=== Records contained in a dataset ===
*-*-*
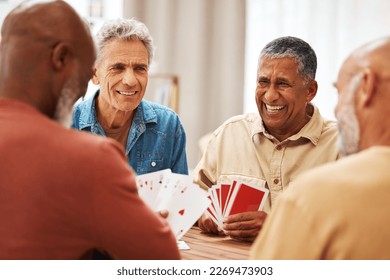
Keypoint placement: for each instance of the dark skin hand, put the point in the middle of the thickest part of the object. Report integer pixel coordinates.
(207, 225)
(243, 226)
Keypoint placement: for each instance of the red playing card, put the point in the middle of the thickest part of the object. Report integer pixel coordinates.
(246, 198)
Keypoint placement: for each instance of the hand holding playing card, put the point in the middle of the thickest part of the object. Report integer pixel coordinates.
(175, 197)
(244, 226)
(236, 209)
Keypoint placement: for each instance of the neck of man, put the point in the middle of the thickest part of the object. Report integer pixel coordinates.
(282, 134)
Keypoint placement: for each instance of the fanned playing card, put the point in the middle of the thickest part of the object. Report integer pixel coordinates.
(235, 196)
(184, 200)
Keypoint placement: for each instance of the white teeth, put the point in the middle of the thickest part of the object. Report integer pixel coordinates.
(274, 108)
(127, 93)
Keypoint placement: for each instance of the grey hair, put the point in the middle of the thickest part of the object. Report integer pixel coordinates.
(296, 48)
(124, 29)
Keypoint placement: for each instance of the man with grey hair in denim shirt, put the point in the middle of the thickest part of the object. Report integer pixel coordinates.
(151, 134)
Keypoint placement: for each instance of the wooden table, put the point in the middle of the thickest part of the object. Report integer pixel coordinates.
(212, 247)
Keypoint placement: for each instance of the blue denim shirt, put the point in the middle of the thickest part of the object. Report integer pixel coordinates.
(156, 138)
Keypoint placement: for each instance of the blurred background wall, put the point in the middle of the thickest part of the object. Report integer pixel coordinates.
(213, 46)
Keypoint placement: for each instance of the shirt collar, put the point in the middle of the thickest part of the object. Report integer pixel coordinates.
(312, 130)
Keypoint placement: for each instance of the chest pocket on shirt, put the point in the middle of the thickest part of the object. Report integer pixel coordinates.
(151, 154)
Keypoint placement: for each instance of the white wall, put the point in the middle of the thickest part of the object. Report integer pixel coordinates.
(332, 27)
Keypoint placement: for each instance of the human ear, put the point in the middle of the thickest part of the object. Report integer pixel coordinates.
(368, 87)
(311, 90)
(95, 78)
(59, 56)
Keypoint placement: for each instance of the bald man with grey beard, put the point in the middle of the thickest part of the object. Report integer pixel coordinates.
(64, 193)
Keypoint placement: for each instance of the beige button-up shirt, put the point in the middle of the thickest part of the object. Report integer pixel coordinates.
(242, 149)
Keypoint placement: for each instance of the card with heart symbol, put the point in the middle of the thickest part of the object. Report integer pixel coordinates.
(184, 200)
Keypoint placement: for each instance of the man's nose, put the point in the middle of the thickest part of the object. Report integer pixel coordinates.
(271, 94)
(129, 77)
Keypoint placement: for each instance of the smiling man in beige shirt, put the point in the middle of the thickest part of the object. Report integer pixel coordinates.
(340, 210)
(286, 137)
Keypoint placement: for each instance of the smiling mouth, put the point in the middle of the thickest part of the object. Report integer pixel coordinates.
(127, 93)
(274, 109)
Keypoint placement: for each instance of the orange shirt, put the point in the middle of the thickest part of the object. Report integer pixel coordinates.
(64, 192)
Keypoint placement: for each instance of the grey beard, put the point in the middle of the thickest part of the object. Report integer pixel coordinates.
(349, 132)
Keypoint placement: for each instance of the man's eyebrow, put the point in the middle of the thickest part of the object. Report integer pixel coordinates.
(281, 79)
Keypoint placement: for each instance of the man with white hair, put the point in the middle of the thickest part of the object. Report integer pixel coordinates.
(151, 134)
(287, 136)
(64, 193)
(340, 210)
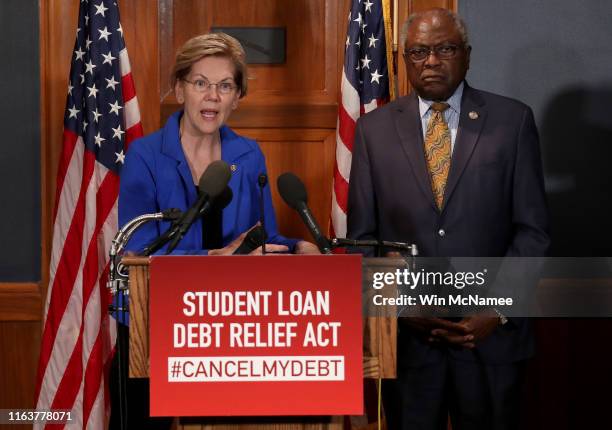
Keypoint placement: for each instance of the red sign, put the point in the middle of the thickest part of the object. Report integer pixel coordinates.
(247, 335)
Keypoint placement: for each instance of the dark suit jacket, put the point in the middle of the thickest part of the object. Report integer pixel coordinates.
(494, 203)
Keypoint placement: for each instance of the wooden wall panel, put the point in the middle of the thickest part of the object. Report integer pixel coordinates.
(303, 92)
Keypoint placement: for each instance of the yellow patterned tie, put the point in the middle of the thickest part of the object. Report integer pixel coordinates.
(438, 151)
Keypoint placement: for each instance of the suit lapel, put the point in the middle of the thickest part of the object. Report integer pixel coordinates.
(471, 120)
(408, 125)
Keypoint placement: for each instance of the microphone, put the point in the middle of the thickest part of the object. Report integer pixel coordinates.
(212, 183)
(293, 192)
(174, 215)
(255, 238)
(262, 181)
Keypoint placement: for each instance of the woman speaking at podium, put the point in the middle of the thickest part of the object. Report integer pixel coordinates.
(162, 169)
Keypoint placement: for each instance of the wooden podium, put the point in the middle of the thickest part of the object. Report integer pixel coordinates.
(379, 353)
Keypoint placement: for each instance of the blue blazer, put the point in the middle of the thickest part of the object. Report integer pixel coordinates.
(156, 176)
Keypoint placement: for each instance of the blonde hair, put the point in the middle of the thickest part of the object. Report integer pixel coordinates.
(217, 44)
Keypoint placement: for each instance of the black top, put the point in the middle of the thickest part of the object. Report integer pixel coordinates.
(212, 227)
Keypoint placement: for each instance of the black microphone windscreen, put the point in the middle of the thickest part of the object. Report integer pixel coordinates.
(215, 178)
(291, 189)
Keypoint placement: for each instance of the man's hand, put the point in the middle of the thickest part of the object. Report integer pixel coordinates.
(475, 327)
(229, 249)
(305, 247)
(440, 330)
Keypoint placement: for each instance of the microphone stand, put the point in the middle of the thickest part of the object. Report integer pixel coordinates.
(262, 180)
(378, 245)
(118, 284)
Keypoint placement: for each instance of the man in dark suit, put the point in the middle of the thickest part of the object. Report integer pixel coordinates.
(457, 171)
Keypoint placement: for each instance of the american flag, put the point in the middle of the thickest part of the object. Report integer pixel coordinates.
(100, 121)
(364, 87)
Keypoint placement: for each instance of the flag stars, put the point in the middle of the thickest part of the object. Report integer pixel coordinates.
(104, 33)
(117, 132)
(108, 58)
(78, 54)
(93, 91)
(100, 9)
(115, 108)
(120, 157)
(96, 115)
(372, 40)
(111, 83)
(73, 111)
(375, 77)
(365, 62)
(99, 139)
(89, 67)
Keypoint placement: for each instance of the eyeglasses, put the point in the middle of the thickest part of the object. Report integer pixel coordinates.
(421, 53)
(202, 85)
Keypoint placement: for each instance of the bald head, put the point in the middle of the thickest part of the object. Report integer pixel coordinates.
(436, 14)
(436, 55)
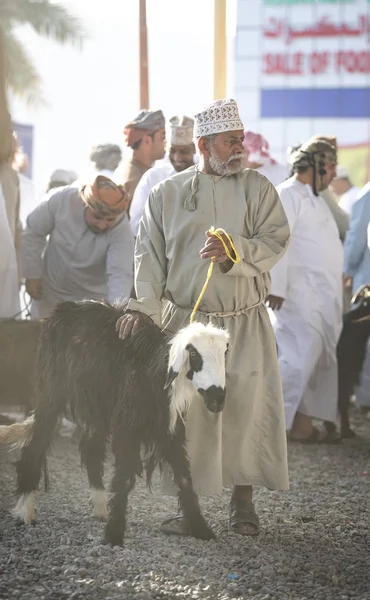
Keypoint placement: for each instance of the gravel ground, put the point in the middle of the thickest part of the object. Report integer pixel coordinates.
(314, 543)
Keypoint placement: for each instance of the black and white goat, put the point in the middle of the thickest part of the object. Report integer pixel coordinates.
(351, 351)
(135, 391)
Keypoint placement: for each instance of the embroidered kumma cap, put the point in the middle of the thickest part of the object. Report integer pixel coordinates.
(220, 116)
(181, 131)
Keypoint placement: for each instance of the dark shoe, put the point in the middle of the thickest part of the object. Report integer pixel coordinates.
(317, 437)
(243, 518)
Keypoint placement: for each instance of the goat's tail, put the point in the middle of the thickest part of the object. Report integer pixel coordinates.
(16, 434)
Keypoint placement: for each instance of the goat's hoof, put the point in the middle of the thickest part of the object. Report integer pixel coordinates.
(348, 434)
(112, 536)
(112, 541)
(19, 522)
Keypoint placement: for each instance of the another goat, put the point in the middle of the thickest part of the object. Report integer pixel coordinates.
(18, 346)
(135, 390)
(351, 351)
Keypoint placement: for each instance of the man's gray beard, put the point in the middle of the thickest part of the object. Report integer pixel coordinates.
(222, 168)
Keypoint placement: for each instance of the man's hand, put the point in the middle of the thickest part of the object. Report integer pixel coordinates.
(129, 323)
(34, 288)
(274, 302)
(347, 281)
(215, 250)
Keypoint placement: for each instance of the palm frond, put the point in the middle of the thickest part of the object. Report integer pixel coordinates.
(47, 18)
(21, 75)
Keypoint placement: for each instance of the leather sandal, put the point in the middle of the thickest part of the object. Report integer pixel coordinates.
(177, 525)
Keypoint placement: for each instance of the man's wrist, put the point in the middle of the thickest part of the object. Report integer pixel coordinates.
(226, 266)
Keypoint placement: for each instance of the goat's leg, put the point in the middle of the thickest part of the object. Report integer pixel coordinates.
(92, 450)
(344, 398)
(126, 450)
(176, 456)
(33, 461)
(50, 405)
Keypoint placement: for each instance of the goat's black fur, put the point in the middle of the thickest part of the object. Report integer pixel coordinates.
(351, 351)
(112, 388)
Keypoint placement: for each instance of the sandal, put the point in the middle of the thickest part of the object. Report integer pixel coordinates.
(177, 525)
(316, 437)
(242, 517)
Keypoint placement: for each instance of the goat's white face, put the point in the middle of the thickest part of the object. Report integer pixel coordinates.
(197, 359)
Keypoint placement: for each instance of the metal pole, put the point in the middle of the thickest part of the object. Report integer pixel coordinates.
(219, 67)
(144, 78)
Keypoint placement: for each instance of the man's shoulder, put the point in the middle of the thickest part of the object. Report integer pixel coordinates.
(364, 193)
(177, 180)
(252, 177)
(155, 175)
(288, 186)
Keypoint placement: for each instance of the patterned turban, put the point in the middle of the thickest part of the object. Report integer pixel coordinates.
(218, 117)
(104, 197)
(146, 122)
(258, 148)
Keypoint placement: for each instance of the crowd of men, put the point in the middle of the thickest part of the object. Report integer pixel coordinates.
(282, 303)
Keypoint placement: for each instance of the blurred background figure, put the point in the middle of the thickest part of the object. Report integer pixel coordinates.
(258, 157)
(61, 178)
(344, 189)
(146, 136)
(340, 216)
(28, 193)
(357, 271)
(306, 295)
(78, 244)
(181, 156)
(106, 159)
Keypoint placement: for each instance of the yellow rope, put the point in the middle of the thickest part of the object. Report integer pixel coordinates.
(218, 233)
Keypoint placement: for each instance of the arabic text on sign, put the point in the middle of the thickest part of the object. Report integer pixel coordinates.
(279, 28)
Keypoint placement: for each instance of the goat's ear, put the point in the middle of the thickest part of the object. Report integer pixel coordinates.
(362, 293)
(171, 376)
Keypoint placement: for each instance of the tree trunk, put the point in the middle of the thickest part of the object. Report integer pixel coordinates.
(144, 77)
(6, 130)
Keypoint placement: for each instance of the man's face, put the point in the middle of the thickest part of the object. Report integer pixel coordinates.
(226, 152)
(158, 144)
(182, 157)
(325, 180)
(340, 186)
(98, 224)
(113, 161)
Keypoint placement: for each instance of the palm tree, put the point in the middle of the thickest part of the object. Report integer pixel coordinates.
(47, 19)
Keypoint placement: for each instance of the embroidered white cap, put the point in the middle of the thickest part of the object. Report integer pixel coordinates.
(342, 173)
(222, 115)
(181, 131)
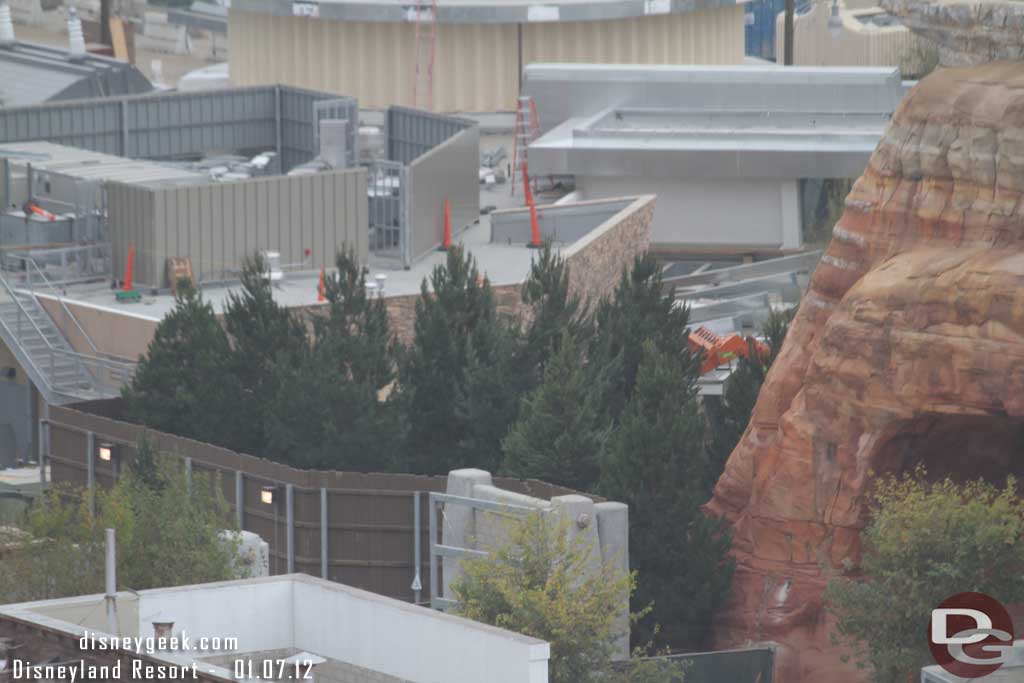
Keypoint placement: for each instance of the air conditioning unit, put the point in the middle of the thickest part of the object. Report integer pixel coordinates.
(272, 261)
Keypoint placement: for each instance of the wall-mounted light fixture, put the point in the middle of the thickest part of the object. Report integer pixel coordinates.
(267, 494)
(107, 452)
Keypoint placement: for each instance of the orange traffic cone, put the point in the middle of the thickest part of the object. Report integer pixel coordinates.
(535, 242)
(127, 293)
(446, 242)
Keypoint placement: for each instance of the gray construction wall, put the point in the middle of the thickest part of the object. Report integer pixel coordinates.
(727, 213)
(218, 225)
(180, 125)
(564, 223)
(451, 171)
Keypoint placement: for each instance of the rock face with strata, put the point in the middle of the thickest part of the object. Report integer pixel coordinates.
(908, 347)
(967, 32)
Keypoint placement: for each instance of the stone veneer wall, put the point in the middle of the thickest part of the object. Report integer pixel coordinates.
(596, 261)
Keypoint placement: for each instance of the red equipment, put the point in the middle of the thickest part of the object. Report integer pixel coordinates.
(30, 207)
(719, 350)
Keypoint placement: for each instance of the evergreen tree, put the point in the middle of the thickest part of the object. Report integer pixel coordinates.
(453, 316)
(355, 333)
(554, 311)
(561, 430)
(487, 399)
(264, 336)
(637, 312)
(184, 385)
(656, 465)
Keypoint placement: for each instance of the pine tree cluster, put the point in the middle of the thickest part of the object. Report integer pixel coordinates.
(601, 400)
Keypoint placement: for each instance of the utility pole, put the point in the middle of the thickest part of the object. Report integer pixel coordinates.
(104, 23)
(787, 32)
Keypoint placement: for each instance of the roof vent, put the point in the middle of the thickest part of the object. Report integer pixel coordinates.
(76, 39)
(6, 26)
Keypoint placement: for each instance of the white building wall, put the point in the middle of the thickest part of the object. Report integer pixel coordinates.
(712, 213)
(476, 67)
(412, 643)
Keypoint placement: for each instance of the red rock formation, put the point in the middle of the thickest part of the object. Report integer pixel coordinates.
(908, 345)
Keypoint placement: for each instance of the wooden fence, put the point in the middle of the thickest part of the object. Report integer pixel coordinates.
(370, 518)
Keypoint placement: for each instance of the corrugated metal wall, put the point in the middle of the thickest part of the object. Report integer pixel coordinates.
(476, 66)
(176, 125)
(218, 225)
(449, 171)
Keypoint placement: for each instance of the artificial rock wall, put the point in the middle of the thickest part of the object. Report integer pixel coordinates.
(907, 348)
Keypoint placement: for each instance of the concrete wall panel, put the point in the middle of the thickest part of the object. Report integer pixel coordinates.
(448, 171)
(218, 225)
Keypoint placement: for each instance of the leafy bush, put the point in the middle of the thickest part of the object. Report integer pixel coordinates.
(925, 542)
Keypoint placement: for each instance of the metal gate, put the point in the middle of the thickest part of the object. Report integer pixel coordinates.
(387, 186)
(439, 550)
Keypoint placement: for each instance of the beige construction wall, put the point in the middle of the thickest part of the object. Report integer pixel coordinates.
(476, 66)
(219, 225)
(855, 46)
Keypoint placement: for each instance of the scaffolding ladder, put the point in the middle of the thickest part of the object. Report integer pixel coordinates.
(526, 128)
(423, 54)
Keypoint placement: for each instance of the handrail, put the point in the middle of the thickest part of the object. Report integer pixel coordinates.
(83, 358)
(28, 260)
(60, 299)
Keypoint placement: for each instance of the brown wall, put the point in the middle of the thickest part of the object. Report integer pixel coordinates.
(370, 525)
*-*-*
=== Task instructions ===
Write out the lines above, starting at the line that contains "Keypoint placement: for each instance of the beige construction" and ending with the final line, and nothing else; copy them exactly.

=== Final answer ===
Keypoint placement: for each instance of the beige construction wall, put the point in the middle of the thickest part of the object. Report integer pixel coordinates.
(476, 66)
(219, 225)
(855, 46)
Keypoint placement: for each instance of the scaffolding ladder, put the point in the middle of the thickest part of the object. Report integer pixel coordinates.
(526, 128)
(423, 54)
Keypoint placement: for each instance of the handrail, put the point in the middle of the thickest part of the object. Report integer pixel coordinates.
(83, 358)
(28, 260)
(60, 299)
Keypoint placement: for each instance of the brown wall, put the point in the middle of the thickest part of the object. Report integer pixel coordinates.
(370, 525)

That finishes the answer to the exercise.